▶ [PROBLEM DETAILS]
Count the lines in the rows below that contain the string "cliff", matching case exactly, and give only the number.

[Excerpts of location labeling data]
______

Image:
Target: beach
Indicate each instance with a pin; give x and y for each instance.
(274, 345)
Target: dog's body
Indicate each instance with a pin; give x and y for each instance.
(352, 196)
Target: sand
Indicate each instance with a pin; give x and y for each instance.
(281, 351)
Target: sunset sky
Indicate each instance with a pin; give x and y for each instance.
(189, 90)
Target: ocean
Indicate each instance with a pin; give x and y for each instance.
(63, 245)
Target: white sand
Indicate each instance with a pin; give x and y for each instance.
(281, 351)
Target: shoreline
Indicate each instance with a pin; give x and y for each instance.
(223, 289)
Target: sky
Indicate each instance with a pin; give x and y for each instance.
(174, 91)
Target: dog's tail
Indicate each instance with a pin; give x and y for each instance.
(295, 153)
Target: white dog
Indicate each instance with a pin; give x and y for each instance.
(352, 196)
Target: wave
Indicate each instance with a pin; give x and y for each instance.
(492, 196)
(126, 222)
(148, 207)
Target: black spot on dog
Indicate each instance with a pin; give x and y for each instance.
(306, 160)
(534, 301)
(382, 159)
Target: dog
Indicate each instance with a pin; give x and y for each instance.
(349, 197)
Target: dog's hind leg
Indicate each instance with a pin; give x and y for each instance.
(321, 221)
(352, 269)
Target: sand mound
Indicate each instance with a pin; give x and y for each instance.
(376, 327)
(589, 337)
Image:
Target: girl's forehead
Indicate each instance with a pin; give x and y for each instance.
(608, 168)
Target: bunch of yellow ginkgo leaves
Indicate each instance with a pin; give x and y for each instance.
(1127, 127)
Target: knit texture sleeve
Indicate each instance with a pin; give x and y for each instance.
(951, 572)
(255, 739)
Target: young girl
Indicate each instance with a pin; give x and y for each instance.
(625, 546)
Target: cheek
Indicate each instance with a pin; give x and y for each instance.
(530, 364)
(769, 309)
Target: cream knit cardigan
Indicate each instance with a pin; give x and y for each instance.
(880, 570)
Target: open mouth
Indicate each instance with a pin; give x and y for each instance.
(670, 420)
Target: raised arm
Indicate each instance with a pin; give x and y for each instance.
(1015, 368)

______

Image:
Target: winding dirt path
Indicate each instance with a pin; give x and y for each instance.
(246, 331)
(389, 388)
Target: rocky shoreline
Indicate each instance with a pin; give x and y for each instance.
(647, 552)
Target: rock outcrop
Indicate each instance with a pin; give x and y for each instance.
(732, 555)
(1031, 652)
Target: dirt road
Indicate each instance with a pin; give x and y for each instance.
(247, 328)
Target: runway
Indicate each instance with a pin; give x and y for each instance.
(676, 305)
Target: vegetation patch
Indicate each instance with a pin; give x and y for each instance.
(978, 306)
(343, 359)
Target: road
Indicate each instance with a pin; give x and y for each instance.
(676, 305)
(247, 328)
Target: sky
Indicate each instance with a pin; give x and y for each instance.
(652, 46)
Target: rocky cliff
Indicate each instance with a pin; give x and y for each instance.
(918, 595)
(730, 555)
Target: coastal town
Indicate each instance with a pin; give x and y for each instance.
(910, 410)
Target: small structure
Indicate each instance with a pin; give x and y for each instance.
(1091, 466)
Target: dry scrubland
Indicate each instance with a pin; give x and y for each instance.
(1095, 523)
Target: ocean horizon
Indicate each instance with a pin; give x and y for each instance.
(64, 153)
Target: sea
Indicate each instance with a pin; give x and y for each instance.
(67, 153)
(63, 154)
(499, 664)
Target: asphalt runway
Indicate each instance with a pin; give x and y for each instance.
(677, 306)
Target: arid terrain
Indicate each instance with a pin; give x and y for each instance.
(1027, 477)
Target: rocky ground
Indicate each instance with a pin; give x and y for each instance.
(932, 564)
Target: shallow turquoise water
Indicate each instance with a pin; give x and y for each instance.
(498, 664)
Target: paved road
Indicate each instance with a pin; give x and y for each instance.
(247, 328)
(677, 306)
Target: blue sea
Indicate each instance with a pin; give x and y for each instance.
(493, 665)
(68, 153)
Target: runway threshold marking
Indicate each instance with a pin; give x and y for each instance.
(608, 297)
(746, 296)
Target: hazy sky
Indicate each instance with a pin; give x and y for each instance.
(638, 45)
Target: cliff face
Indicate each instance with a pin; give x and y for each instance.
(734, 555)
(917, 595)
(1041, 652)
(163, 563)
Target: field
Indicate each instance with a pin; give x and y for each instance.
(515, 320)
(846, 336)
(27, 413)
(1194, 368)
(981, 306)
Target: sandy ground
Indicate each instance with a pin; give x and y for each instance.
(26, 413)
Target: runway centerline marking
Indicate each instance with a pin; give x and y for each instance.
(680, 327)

______

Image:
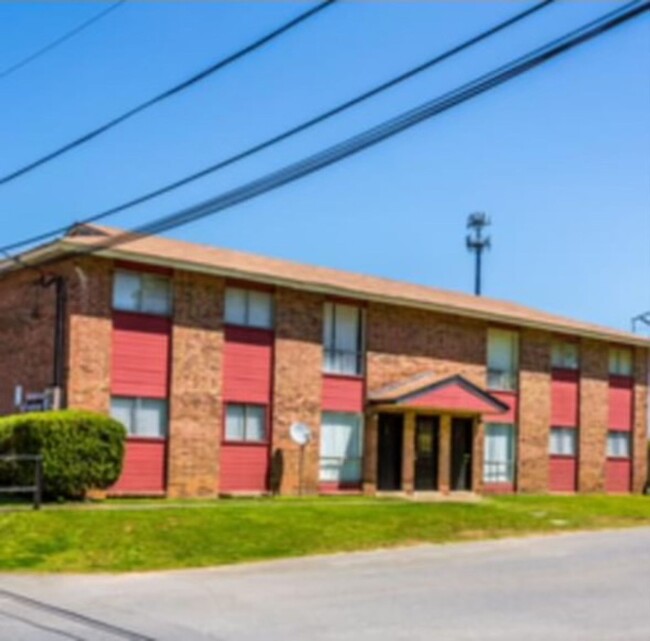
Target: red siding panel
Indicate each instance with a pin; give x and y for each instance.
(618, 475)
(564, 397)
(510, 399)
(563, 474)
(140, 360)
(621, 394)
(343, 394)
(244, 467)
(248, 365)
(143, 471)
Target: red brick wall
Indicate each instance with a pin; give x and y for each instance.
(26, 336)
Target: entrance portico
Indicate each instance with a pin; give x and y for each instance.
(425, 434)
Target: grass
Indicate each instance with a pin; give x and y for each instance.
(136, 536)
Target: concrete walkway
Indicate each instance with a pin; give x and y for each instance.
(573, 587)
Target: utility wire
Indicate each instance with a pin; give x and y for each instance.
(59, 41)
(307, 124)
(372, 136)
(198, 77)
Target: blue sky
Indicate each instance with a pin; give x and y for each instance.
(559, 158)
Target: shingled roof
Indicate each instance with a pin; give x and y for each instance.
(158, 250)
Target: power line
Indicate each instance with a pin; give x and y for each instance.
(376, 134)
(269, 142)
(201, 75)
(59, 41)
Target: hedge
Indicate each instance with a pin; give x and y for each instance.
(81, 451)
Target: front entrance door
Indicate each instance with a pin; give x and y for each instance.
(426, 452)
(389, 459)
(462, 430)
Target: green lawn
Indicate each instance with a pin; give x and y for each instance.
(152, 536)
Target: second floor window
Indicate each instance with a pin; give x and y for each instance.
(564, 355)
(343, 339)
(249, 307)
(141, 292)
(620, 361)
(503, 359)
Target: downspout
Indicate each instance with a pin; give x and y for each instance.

______

▶ [FINISHED TASK]
2